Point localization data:

************

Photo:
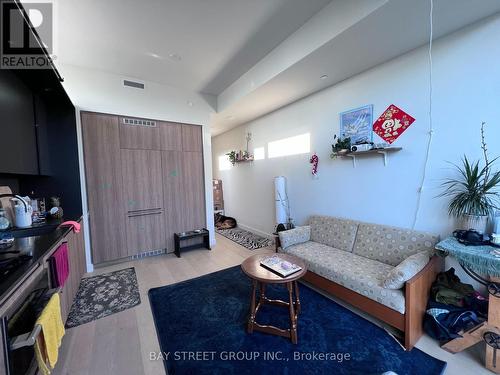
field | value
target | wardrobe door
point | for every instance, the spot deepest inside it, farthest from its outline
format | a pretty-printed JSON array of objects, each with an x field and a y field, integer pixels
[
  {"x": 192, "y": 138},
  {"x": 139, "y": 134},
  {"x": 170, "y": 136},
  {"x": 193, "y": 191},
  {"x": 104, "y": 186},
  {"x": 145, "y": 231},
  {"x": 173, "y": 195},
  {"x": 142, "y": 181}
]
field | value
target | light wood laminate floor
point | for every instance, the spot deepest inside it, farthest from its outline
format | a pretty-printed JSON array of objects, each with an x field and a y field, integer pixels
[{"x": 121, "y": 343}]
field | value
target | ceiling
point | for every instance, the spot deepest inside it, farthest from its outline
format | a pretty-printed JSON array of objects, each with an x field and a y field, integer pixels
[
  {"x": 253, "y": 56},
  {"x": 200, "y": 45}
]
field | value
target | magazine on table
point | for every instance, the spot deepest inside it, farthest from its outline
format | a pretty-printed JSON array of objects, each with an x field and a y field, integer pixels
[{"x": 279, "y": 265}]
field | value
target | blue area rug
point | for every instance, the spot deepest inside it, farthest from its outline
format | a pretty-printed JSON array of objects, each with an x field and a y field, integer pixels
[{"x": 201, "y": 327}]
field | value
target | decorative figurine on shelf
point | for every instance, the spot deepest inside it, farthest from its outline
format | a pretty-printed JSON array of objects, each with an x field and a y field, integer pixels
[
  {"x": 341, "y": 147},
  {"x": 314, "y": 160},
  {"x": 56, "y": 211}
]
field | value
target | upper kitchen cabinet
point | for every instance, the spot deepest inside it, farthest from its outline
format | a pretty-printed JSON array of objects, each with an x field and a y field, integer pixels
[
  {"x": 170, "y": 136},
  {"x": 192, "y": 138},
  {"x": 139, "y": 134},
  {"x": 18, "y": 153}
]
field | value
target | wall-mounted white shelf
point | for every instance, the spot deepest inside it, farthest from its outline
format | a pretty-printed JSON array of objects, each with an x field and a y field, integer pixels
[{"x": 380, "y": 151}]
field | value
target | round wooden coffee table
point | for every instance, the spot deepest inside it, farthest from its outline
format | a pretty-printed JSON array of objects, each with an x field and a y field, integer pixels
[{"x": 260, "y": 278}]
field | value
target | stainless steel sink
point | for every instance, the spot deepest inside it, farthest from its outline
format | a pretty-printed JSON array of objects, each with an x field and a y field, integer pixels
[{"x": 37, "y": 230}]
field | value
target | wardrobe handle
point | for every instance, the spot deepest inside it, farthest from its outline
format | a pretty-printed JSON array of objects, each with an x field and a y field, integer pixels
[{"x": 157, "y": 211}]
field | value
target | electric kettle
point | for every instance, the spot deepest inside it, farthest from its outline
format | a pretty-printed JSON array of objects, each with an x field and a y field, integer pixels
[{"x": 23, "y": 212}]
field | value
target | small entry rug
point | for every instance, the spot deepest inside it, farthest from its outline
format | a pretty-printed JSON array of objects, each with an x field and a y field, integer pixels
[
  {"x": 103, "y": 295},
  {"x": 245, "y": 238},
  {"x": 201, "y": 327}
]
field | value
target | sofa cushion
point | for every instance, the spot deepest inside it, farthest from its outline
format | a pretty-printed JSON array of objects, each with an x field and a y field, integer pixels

************

What is needed: Go line by line through the data, copying each one that contains the word "table".

Result of this exercise:
target | magazine on table
target | round wooden coffee table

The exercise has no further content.